Stored records:
◇ ◇ ◇ ◇ ◇

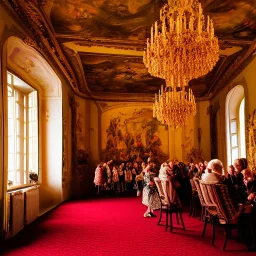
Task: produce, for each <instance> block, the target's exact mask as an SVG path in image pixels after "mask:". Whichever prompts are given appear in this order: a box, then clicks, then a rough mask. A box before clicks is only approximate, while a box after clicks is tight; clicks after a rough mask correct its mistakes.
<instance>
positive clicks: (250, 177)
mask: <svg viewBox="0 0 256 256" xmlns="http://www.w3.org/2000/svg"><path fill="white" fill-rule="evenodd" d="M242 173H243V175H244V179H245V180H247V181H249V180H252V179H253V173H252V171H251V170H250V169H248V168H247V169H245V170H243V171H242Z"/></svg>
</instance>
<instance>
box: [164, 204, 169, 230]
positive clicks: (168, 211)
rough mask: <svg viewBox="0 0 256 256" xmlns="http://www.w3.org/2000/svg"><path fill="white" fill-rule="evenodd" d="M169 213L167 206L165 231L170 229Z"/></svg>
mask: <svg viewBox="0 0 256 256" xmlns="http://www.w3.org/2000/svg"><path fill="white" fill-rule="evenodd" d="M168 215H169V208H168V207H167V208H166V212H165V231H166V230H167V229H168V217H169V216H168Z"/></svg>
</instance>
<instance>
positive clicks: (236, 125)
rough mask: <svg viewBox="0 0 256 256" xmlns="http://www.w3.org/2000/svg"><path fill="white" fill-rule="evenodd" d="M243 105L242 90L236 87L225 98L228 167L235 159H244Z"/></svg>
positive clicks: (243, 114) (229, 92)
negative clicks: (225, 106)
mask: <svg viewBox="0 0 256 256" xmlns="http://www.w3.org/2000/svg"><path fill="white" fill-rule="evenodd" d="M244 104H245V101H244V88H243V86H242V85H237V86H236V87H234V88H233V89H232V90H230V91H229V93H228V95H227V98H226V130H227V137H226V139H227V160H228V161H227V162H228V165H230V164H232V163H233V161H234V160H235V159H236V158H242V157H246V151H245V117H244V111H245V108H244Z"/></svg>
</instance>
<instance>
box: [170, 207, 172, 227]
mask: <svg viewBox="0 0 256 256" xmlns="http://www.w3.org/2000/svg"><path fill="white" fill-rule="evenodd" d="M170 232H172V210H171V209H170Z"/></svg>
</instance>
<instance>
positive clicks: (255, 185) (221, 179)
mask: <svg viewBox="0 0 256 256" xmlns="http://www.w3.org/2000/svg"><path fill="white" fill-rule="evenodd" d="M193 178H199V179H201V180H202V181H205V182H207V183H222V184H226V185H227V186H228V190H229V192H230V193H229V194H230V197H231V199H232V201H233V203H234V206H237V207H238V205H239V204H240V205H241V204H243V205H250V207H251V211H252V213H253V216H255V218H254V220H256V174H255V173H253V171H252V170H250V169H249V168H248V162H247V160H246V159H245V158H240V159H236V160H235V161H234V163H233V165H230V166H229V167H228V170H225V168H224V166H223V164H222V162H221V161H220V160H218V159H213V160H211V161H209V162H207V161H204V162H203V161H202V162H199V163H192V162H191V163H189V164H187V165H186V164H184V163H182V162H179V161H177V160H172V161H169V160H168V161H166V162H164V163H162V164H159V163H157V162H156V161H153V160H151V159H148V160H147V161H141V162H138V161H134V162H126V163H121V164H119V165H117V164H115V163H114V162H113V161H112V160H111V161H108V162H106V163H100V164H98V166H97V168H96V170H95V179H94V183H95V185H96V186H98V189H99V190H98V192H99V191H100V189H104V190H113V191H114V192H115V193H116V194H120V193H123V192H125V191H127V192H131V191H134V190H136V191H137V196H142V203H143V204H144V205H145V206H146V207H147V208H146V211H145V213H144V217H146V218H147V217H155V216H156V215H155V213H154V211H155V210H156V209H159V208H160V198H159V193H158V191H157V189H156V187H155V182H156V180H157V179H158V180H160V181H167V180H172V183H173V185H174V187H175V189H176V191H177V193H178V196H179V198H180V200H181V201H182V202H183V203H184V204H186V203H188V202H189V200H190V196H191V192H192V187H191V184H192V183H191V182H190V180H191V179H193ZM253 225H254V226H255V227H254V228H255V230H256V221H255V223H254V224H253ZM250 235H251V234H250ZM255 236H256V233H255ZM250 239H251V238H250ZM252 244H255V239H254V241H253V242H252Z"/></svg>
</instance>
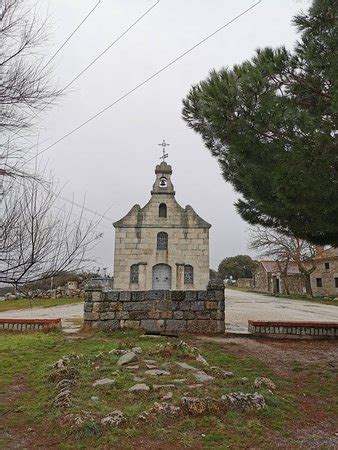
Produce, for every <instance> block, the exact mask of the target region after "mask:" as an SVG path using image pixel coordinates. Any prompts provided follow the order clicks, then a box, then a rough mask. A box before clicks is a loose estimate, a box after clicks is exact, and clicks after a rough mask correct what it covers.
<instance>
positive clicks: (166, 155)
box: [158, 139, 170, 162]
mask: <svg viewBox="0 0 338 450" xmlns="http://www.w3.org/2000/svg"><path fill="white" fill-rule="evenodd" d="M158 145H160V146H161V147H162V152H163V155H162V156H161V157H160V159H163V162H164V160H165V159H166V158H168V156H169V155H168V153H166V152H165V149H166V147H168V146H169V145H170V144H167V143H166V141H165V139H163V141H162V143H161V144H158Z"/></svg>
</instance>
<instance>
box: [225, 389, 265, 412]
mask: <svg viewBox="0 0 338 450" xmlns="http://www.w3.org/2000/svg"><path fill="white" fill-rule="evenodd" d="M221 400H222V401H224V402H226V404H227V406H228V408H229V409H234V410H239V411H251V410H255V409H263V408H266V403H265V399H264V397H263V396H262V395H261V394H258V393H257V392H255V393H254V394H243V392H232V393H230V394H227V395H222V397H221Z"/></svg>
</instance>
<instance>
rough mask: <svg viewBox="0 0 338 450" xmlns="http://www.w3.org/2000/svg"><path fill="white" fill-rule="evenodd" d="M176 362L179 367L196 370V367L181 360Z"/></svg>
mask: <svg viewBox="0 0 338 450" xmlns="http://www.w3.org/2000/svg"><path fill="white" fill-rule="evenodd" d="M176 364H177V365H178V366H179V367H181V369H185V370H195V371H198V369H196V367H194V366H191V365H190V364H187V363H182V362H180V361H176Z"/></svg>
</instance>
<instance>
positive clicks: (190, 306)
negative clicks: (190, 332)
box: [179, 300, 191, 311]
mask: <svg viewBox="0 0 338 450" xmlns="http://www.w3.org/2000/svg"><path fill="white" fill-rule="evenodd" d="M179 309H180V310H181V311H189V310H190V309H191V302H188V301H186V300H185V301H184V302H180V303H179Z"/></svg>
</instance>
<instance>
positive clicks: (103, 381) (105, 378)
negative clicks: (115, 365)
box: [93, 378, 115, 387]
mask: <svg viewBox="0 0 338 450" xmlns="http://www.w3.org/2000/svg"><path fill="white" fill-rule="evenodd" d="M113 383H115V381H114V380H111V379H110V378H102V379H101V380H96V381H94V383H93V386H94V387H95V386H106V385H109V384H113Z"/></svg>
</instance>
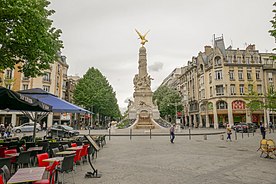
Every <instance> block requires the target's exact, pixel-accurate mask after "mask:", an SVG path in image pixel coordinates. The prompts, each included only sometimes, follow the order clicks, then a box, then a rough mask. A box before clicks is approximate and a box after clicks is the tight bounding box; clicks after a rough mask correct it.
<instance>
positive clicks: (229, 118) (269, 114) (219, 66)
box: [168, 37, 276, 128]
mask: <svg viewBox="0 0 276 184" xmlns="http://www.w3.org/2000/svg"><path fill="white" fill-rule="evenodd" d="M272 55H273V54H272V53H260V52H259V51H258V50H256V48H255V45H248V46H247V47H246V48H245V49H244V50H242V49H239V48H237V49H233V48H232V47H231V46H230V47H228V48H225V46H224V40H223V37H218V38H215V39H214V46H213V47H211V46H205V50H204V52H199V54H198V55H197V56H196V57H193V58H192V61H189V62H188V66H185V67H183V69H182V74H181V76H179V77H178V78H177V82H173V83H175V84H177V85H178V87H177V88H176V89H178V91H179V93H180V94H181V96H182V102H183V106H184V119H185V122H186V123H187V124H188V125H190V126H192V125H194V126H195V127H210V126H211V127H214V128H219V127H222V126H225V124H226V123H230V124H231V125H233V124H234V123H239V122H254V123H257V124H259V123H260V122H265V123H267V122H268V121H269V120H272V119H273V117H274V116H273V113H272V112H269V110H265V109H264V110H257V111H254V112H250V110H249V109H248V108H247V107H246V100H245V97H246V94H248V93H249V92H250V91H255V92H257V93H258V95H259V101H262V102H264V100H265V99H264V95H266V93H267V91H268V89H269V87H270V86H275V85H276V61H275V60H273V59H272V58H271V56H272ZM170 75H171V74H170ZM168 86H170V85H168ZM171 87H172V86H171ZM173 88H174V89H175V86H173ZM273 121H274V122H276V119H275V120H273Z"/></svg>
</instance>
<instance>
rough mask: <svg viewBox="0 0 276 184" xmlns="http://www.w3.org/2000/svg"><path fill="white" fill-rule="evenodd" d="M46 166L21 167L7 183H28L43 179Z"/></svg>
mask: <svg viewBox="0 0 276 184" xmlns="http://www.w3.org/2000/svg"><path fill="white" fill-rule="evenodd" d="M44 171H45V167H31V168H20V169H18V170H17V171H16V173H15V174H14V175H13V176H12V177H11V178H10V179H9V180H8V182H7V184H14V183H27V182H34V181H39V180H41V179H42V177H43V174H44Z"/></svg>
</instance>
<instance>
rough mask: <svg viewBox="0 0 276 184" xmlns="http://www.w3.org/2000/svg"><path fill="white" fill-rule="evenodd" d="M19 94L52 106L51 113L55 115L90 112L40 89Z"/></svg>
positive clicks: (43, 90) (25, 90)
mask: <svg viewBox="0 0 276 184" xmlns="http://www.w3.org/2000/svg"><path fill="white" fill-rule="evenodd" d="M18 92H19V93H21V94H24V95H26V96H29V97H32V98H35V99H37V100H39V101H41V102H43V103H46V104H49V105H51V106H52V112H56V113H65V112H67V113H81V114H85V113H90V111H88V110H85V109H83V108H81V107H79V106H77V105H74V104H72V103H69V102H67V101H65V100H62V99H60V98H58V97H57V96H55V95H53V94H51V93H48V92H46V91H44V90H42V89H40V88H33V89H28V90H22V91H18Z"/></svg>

◇ ◇ ◇ ◇ ◇

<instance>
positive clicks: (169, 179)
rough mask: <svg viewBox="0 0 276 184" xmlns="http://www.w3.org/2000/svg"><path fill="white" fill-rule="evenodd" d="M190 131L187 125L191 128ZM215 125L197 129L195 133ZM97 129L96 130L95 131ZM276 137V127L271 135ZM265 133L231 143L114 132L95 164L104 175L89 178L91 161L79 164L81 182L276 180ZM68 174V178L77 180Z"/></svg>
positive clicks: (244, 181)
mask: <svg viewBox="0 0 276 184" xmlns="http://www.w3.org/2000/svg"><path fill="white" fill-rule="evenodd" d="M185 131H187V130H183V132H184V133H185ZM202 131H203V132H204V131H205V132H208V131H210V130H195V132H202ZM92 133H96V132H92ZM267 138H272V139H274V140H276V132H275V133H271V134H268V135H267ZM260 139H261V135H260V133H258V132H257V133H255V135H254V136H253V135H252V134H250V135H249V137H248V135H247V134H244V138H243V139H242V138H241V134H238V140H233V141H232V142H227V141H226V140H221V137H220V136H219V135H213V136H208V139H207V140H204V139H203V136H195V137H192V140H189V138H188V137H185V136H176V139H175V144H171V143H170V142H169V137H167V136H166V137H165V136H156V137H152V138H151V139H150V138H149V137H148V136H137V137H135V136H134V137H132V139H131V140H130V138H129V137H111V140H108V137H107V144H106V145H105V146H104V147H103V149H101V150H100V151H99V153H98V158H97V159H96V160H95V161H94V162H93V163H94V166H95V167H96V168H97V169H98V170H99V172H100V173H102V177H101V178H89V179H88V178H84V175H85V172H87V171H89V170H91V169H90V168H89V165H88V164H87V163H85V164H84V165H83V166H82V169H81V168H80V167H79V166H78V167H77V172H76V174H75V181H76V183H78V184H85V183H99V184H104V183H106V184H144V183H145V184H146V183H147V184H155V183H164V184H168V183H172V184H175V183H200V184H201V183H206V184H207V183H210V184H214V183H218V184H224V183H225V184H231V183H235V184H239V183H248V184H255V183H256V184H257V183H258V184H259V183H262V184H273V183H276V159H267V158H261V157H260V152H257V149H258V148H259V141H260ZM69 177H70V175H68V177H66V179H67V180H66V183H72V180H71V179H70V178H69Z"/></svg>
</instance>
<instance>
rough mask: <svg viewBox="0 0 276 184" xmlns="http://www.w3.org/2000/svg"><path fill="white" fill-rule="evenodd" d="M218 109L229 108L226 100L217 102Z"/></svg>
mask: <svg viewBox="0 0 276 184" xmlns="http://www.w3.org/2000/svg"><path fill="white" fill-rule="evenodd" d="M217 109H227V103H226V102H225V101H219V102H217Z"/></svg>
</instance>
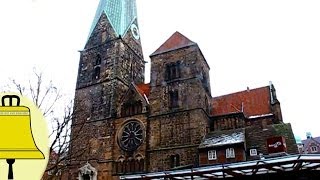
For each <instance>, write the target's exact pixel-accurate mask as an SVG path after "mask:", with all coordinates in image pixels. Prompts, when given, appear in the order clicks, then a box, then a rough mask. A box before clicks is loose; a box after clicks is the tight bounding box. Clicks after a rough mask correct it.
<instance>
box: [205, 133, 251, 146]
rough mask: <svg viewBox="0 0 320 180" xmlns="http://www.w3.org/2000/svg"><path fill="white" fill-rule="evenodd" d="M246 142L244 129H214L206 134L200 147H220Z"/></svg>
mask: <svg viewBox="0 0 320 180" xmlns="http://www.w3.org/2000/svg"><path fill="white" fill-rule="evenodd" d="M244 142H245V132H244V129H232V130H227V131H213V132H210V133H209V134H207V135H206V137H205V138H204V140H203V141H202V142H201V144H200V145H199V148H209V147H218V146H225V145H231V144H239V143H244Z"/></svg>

◇ ◇ ◇ ◇ ◇

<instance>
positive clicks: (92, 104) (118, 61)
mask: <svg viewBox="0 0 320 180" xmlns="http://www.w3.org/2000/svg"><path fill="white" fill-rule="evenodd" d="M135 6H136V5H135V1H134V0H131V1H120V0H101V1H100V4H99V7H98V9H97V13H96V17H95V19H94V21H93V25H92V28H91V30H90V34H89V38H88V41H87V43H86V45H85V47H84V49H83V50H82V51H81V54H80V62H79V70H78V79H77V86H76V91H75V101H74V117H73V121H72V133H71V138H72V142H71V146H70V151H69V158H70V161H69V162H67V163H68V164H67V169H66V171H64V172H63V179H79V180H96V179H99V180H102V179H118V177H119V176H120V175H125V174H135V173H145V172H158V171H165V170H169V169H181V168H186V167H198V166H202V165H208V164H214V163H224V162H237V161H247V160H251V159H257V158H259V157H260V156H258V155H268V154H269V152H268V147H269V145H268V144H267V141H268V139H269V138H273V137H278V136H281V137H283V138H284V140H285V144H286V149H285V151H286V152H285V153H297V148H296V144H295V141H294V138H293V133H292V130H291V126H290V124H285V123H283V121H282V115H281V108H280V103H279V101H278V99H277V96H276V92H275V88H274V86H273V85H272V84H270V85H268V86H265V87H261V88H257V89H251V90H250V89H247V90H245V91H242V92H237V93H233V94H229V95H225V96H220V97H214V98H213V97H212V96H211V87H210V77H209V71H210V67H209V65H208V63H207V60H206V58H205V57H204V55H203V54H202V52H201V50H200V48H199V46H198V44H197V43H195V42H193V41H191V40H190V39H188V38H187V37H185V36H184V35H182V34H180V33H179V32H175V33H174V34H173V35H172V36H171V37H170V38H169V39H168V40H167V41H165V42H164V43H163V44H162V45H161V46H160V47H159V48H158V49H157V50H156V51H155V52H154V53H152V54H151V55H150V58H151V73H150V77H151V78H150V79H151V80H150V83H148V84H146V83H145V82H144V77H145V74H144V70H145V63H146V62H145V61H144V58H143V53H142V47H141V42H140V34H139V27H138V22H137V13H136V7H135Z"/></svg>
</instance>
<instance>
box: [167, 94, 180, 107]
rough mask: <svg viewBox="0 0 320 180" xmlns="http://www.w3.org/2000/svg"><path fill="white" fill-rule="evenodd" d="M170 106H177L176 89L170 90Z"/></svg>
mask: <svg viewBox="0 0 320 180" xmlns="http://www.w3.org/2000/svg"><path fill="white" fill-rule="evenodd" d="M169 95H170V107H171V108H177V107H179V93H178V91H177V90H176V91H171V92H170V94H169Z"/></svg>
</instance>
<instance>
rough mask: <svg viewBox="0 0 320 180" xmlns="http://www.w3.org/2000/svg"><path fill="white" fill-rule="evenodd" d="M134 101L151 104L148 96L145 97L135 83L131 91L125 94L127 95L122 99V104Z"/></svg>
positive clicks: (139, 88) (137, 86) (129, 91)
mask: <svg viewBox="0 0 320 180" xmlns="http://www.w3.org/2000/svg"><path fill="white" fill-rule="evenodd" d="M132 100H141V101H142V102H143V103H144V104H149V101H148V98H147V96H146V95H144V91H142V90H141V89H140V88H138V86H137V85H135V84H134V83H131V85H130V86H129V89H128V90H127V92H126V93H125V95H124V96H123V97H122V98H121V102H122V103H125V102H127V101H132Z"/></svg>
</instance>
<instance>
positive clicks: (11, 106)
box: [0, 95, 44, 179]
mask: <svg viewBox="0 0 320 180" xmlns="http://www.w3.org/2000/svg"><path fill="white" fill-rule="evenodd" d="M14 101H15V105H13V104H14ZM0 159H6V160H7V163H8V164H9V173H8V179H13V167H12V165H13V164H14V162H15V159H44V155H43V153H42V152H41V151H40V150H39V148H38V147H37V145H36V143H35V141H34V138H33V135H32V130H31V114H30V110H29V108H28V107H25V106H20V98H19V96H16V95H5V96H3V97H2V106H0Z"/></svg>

◇ ◇ ◇ ◇ ◇

--- Exercise ---
The reply should consist solely of the lines above from the one that has "Task: produce, for" through the one that has "positive clicks: (243, 114) (229, 92)", reproduced exactly.

--- Solution for this problem ---
Task: produce, for each <instance> block, the target's exact mask as an SVG path in image pixels after "mask:". Whichever prompts are given appear in this order: a box, then clicks, then a rough mask. A box before clicks is only approximate, while a box after clicks is tight; clicks after a rough mask correct its mistakes.
<instance>
positive clicks: (250, 177)
mask: <svg viewBox="0 0 256 256" xmlns="http://www.w3.org/2000/svg"><path fill="white" fill-rule="evenodd" d="M242 173H243V175H244V179H245V180H247V181H249V180H252V179H253V173H252V171H251V170H250V169H248V168H247V169H245V170H243V171H242Z"/></svg>
</instance>
<instance>
box: [164, 204, 169, 230]
positive clicks: (168, 211)
rough mask: <svg viewBox="0 0 256 256" xmlns="http://www.w3.org/2000/svg"><path fill="white" fill-rule="evenodd" d="M169 213L167 206L165 231L170 229Z"/></svg>
mask: <svg viewBox="0 0 256 256" xmlns="http://www.w3.org/2000/svg"><path fill="white" fill-rule="evenodd" d="M168 215H169V208H168V207H167V208H166V212H165V231H166V230H167V229H168V217H169V216H168Z"/></svg>
</instance>
<instance>
positive clicks: (236, 125)
rough mask: <svg viewBox="0 0 256 256" xmlns="http://www.w3.org/2000/svg"><path fill="white" fill-rule="evenodd" d="M243 105L242 90L236 87L225 98L228 167L235 159H244Z"/></svg>
positive clicks: (243, 114) (229, 92)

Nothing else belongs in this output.